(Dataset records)
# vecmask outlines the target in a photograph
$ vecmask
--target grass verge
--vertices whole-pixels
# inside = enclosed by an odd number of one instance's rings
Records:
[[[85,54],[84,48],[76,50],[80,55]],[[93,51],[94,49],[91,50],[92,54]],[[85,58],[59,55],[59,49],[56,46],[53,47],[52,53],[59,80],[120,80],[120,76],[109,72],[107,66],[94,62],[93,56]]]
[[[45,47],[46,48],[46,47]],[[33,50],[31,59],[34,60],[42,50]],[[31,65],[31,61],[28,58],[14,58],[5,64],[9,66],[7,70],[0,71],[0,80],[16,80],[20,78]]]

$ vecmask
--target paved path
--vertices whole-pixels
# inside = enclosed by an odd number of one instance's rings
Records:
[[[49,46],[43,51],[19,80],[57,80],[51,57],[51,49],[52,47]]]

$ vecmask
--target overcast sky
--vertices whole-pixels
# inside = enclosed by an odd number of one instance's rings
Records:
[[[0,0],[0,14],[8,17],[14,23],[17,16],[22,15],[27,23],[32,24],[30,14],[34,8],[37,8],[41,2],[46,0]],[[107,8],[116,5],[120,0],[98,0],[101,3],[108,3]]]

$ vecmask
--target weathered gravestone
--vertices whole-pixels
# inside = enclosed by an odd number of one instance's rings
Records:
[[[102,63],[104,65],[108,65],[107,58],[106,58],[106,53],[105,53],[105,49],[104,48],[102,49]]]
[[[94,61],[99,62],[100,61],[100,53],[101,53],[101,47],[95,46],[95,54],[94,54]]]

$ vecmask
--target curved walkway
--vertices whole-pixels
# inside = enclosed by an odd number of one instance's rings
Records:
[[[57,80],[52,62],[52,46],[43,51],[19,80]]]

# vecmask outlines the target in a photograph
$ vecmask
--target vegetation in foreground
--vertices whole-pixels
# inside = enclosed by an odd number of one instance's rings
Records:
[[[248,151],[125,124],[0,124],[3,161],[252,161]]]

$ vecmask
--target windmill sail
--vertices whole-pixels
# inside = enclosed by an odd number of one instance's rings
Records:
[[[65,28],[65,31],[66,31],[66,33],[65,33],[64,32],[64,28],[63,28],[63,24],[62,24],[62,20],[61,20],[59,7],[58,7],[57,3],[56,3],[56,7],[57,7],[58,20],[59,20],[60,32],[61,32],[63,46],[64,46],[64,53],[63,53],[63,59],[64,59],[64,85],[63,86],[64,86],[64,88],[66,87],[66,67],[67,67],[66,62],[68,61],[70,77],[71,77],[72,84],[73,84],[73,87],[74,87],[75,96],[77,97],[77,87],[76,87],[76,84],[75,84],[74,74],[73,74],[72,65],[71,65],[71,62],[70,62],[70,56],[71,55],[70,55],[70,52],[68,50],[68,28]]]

(EXERCISE INSTRUCTIONS)
How many lines in the entries above contain the string "target"? Case counts. Reply with the number only.

(TASK OUTPUT)
9